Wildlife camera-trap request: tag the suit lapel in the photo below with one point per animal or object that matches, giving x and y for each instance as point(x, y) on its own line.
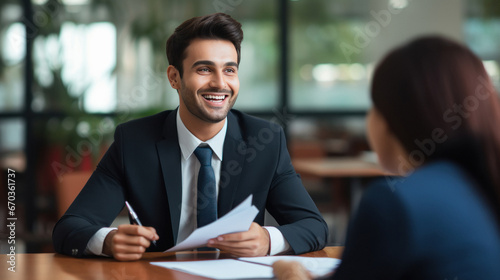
point(231, 168)
point(169, 154)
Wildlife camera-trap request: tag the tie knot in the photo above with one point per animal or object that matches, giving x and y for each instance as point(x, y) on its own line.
point(204, 155)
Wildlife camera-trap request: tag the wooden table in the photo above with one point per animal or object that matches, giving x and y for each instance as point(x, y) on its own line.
point(344, 167)
point(55, 266)
point(344, 178)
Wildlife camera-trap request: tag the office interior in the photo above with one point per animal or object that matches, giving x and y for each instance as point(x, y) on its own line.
point(71, 70)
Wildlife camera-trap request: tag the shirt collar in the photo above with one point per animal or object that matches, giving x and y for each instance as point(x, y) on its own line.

WORK INSTRUCTIONS
Repeat the listing exactly, minus its pictures.

RESPONSE AREA
Wildlife camera-trap request: tag the suit lapel in the photo below with one point per animal or object that matches, giving x and y for each instance as point(x, y) on its own line.
point(231, 168)
point(169, 154)
Wildlife camera-trap request: tag the tie knot in the photo above with one point per animal or object that matches, giving x and y for each instance as point(x, y) on its own line.
point(204, 155)
Wildlife camera-trap request: tag the wooden table in the photo above with one point per animal or object that matches, giving x and y for each instance as point(x, y) on its own line.
point(344, 167)
point(55, 266)
point(344, 178)
Wildlife camera-trap request: tag the office interior in the photo above with one point per animal or object that matches, giving x and y for each instance as point(x, y) on its own line.
point(71, 70)
Wildlife camera-trap request: tag the shirt collar in the photo above with one point per animal or object that matches, giving x and y for each instance as point(x, y) on its own line.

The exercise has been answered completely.